Create Your Own Keyboard Shortcuts and Mouse Gestures

A Screenshot Tour Of Vivaldi, The New Power-User Web Browser

Not a fan of default keyboard shortcuts? No problem, viewing and changing them is easy. Just pop into the Settings panel and click the Keyboard tab. Here, you can view and customise every single action in Vivaldi with whatever keyboard shortcut you want.

Vivaldi also has Mouse Gestures baked in. You can quickly create custom gestures for navigation, like opening or closing tabs, moving forward or back and opening new tabs or opening a link in a new tab. These gestures are triggered either when you hold down the right mouse button and “draw” the gesture with your mouse, or when you hold down the Alt key and do the same thing. For example, you can draw an L shape to fast forward, or fling your mouse to the left to go back.

All About the Sidebar, Vivaldi’s Most Useful Feature

The sidebar is one of Vivaldi’s best features. You can open it by clicking the icon in the bottom-left corner of the browser. The sidebar houses four different features, all of which are useful, but two are pretty special.

Web Panels Put Two Sites Side-by-Side

A Screenshot Tour Of Vivaldi, The New Power-User Web Browser

Web panels are possibly the most useful feature in the sidebar. It’s like a “picture-in-picture” view for your browser, so you can view two sites together, side by side, and it’s especially useful if you’re comparing two stories, opening a related link on one page in the sidebar or browsing something like Imgur or Reddit where you’d like the main site in the sidebar and the new site next to it. This works best for web sites optimised for mobile, since the sidebar view will almost always be a streamlined, mobile-friendly version. To add a new site, just click the “+” icon in the sidebar and type in the URL.

Make Quick Notes About the Pages You’re Viewing

A Screenshot Tour Of Vivaldi, The New Power-User Web Browser

The sidebar also houses a pretty useful notes feature. You can store as many notes as you want here, and add in links and images. Oddly, it doesn’t automatically populate the link section with your current URL, nor does it pull up the page you were browsing when you reopen the note. Regardless, if you’ve ever wanted to be able to make quick notes right from within your browser without installing another extension to do it, here you go.

Quickly Access All of Your Bookmarks

A Screenshot Tour Of Vivaldi, The New Power-User Web Browser

This might look familiar to Firefox users, but one click opens all of your bookmarks in a pane to the left of your browsing window. The built-in search function is a nice touch, especially if you have a lot of stuff in there, but it’s nothing other browsers don’t have — it’s just well executed and presented.

##############################

▶ _Aim of the task_
Rewrite the part of the Vivaldi tour that begins at the words "Not a fan of" and stops after "shortcut you want.", substituting "Preferences" for "Settings". The records aren't needed here.

##############################

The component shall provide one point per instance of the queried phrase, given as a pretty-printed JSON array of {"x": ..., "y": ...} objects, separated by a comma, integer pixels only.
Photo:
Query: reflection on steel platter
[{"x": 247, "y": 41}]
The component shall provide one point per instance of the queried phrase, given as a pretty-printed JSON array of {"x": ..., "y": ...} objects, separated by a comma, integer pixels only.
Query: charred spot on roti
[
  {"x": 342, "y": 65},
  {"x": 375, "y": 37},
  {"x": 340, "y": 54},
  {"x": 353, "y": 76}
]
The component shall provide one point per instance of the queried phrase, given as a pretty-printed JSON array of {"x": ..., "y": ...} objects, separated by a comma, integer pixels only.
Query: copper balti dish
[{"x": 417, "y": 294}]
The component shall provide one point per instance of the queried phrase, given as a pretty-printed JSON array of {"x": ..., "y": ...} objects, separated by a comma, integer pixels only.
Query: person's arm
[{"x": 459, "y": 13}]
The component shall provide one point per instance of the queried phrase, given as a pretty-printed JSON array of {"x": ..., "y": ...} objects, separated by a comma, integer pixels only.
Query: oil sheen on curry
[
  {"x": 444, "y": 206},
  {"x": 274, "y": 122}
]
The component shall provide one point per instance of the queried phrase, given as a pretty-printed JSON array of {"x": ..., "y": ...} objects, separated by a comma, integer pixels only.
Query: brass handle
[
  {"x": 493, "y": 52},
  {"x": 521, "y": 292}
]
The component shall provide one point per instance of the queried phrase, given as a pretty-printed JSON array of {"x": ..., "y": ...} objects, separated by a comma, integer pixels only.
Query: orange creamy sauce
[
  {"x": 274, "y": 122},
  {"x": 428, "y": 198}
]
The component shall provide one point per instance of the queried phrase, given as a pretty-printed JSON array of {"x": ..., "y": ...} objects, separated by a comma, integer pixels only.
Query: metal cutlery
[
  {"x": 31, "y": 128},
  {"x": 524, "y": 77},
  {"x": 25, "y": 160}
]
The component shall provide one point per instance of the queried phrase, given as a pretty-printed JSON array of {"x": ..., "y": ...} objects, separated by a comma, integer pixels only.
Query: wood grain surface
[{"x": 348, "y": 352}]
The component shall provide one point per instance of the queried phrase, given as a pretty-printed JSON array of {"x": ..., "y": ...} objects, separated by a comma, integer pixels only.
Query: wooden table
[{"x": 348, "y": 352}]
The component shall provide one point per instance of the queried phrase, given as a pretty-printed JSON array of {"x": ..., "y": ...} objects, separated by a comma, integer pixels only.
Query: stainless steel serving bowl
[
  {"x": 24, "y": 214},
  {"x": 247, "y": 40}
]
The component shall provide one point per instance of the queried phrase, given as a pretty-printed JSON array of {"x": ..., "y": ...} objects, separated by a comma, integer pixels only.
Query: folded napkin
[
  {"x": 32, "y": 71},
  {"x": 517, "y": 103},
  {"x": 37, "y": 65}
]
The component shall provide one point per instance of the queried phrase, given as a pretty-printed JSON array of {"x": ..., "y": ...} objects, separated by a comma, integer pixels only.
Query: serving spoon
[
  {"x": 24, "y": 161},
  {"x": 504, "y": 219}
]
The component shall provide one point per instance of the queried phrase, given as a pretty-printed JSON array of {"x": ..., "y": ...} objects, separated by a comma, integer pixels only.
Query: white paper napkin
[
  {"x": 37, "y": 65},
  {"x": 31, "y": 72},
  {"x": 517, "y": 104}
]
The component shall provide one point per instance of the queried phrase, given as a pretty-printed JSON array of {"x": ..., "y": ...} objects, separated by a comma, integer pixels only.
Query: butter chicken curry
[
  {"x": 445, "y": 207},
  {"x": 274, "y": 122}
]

##############################

▶ _Output for this task_
Not a fan of default keyboard shortcuts? No problem, viewing and changing them is easy. Just pop into the Preferences panel and click the Keyboard tab. Here, you can view and customise every single action in Vivaldi with whatever keyboard shortcut you want.